:: Reading text ::
OK-
I just verified that the java and perl code generate the same hash.
Both the perl lmhash function and the java one return
8A6D8380CAC58F2201FC5A6BE7BC6929
when the password is "thisisatest".
Here's the java that I used. Note the lmHash, createDESKey, and oddParity
functions came from http://davenport.sourceforge.net/ntlm.html#lmHash.
import java.security.Key;
import javax.crypto.Cipher;
import javax.crypto.spec.SecretKeySpec;
public class LMHash {
public static void main(String [] args) {
try {
System.out.println(toHexString(LMHash.lmHash(args[0]), true));
} catch (Exception e) {
System.out.println("ERROR: " + e.getMessage());
}
}
/**
* Creates the LM Hash of the user's password.
*
* @param password The password.
*
* @return The LM Hash of the given password, used in the calculation
* of the LM Response.
*/
private static byte[] lmHash(String password) throws Exception {
byte[] oemPassword = password.toUpperCase().getBytes("US-ASCII");
int length = Math.min(oemPassword.length, 14);
byte[] keyBytes = new byte[14];
System.arraycopy(oemPassword, 0, keyBytes, 0, length);
Key lowKey = createDESKey(keyBytes, 0);
Key highKey = createDESKey(keyBytes, 7);
byte[] magicConstant = "KGS!@#$%".getBytes("US-ASCII");
Cipher des = Cipher.getInstance("DES/ECB/NoPadding");
des.init(Cipher.ENCRYPT_MODE, lowKey);
byte[] lowHash = des.doFinal(magicConstant);
des.init(Cipher.ENCRYPT_MODE, highKey);
byte[] highHash = des.doFinal(magicConstant);
byte[] lmHash = new byte[16];
System.arraycopy(lowHash, 0, lmHash, 0, 8);
System.arraycopy(highHash, 0, lmHash, 8, 8);
return lmHash;
}
/**
* Creates a DES encryption key from the given key material.

:: Brief 1 ::
Rewrite the part of the records that opens with the line containing "Can you find the person walking" and closes with the line containing "pixel 38 178" as a Markdown table with the columns Number and Record line, one row per line and blank lines left out.
The text and the records have no connection to each other.

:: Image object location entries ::

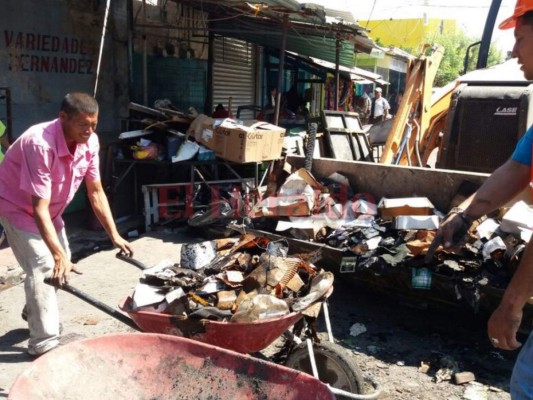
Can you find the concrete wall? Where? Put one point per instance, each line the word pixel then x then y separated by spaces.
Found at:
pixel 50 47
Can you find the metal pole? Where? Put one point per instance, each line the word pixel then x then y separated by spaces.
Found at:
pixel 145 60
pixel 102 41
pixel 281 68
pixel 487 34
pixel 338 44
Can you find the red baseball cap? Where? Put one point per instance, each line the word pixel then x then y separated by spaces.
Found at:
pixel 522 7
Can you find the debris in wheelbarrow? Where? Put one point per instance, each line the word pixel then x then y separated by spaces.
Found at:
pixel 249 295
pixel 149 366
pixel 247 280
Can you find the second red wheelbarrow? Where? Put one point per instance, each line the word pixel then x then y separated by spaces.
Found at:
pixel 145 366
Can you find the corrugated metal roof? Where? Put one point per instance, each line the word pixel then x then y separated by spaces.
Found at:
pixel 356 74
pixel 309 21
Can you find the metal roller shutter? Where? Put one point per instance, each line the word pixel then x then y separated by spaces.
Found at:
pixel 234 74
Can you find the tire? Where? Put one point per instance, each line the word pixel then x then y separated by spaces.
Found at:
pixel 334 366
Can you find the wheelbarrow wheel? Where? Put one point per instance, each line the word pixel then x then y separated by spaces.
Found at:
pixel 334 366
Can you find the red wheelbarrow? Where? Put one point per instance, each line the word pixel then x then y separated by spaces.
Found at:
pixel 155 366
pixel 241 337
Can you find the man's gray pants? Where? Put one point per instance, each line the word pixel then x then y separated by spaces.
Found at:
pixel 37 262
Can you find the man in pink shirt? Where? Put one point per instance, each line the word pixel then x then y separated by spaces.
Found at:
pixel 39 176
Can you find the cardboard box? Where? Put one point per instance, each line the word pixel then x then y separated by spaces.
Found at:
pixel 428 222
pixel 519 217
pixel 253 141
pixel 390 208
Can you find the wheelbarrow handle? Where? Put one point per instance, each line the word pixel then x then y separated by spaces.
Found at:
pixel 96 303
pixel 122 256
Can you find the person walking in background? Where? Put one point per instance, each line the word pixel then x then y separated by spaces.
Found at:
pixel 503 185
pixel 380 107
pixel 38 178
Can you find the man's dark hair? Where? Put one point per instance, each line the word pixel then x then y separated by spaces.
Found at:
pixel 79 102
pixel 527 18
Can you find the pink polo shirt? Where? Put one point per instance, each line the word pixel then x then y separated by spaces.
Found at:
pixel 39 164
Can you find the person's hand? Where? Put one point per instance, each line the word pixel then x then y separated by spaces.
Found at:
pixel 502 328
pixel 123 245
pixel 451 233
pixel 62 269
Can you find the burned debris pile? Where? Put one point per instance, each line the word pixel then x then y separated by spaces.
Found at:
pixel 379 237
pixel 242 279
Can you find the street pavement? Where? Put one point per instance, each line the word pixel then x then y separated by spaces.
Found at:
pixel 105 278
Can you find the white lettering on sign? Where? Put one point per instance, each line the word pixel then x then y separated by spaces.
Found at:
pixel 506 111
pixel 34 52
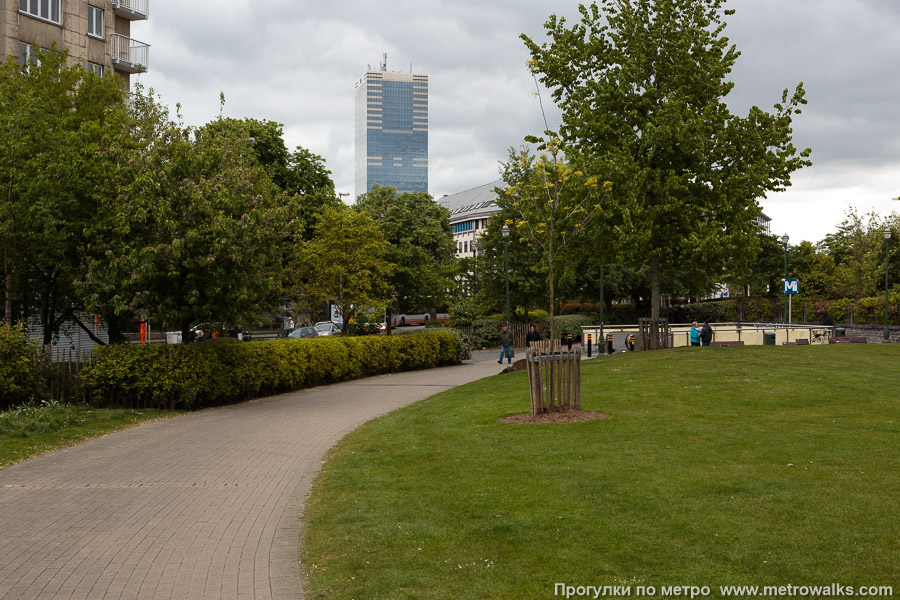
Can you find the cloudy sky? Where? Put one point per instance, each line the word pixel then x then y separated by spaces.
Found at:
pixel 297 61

:: Brief 2 ::
Extend the forum post about matching LM hashes in Java and Perl, picking up right after its last line.

:: Right answer 1 ::
| Number | Record line |
|---|---|
| 1 | Can you find the person walking in background? Where? Put one point per instance, each line the word pixel then x then y separated by spaces. |
| 2 | Found at: |
| 3 | pixel 503 185 |
| 4 | pixel 380 107 |
| 5 | pixel 38 178 |

:: Right answer 2 ::
*
* @param bytes A byte array containing the DES key material.
* @param offset The offset in the given byte array at which
* the 7-byte key material starts.
*
* @return A DES encryption key created from the key material
* starting at the specified offset in the given byte array.
*/
private static Key createDESKey(byte[] bytes, int offset) {
byte[] keyBytes = new byte[7];
System.arraycopy(bytes, offset, keyBytes, 0, 7);
byte[] material = new byte[8];
material[0] = keyBytes[0];
material[1] = (byte) (keyBytes[0] << 7 | (keyBytes[1] & 0xff) >>> 1);
material[2] = (byte) (keyBytes[1] << 6 | (keyBytes[2] & 0xff) >>> 2);
material[3] = (byte) (keyBytes[2] << 5 | (keyBytes[3] & 0xff) >>> 3);
material[4] = (byte) (keyBytes[3] << 4 | (keyBytes[4] & 0xff) >>> 4);
material[5] = (byte) (keyBytes[4] << 3 | (keyBytes[5] & 0xff) >>> 5);
material[6] = (byte) (keyBytes[5] << 2 | (keyBytes[6] & 0xff) >>> 6);
material[7] = (byte) (keyBytes[6] << 1);
oddParity(material);
return new SecretKeySpec(material, "DES");
}
/**
* Applies odd parity to the given byte array.
*
* @param bytes The data whose parity bits are to be adjusted for
* odd parity.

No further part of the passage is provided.